Aşağıdaki materyalde "ornament" sözcüğünün geçtiği bütün satırları seçin ve kopyalayın.

• _Kaynak veriler_
────
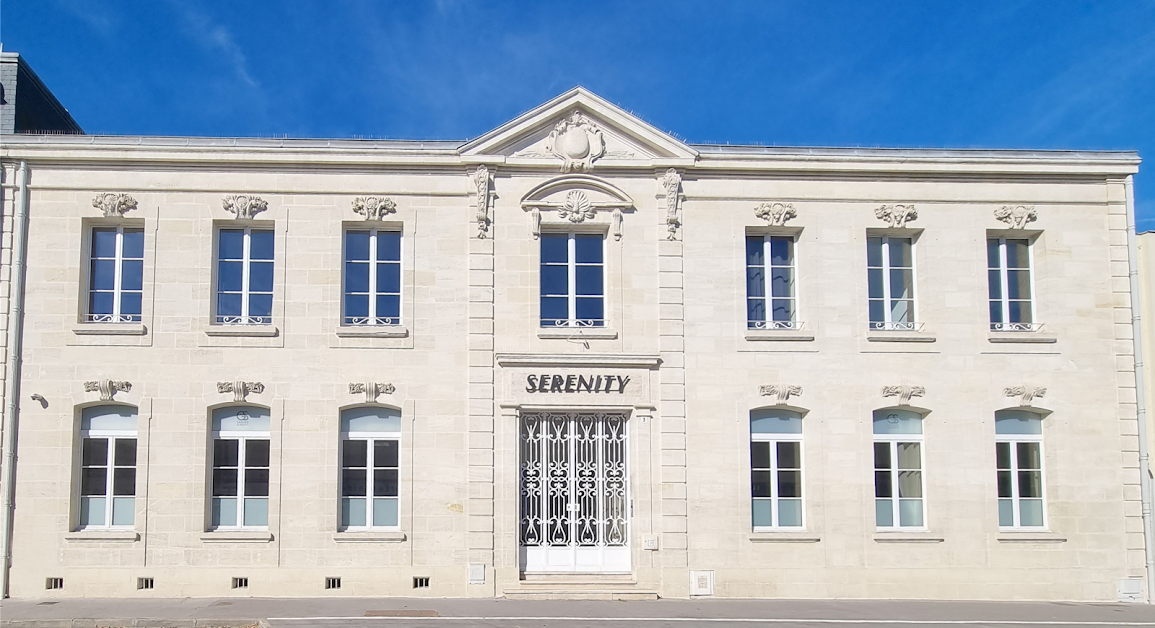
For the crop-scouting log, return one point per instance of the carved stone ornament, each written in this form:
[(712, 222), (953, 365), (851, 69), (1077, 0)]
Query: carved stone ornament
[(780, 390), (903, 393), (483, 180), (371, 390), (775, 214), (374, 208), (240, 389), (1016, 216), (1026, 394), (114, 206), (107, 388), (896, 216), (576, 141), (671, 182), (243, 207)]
────
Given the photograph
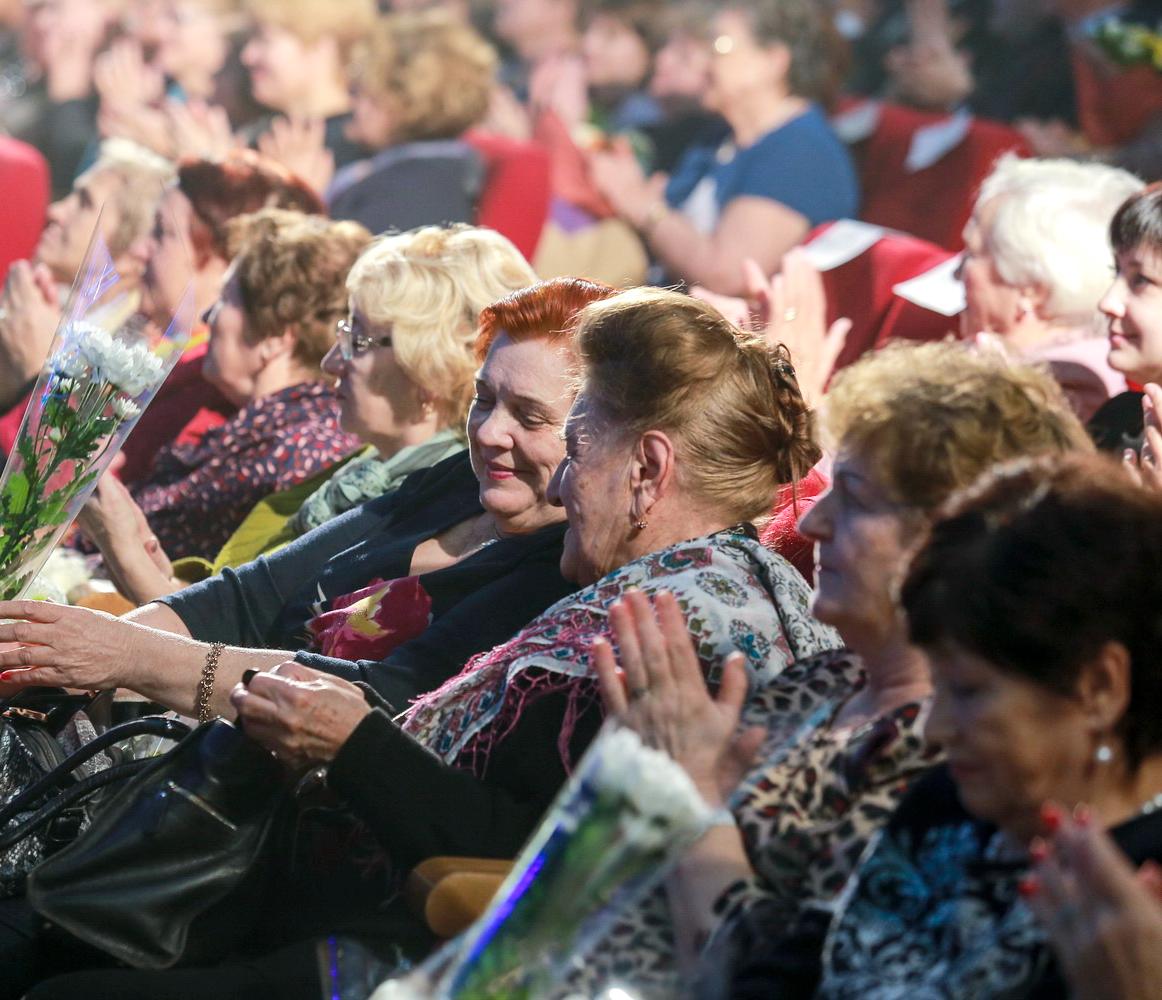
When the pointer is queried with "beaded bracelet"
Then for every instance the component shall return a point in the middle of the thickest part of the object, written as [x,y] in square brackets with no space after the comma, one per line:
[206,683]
────
• _Tamamlanmış alıştırma_
For the crop-scouting log, return one point per instance of the carved stone ornament, each written in this form:
Query: carved stone ornament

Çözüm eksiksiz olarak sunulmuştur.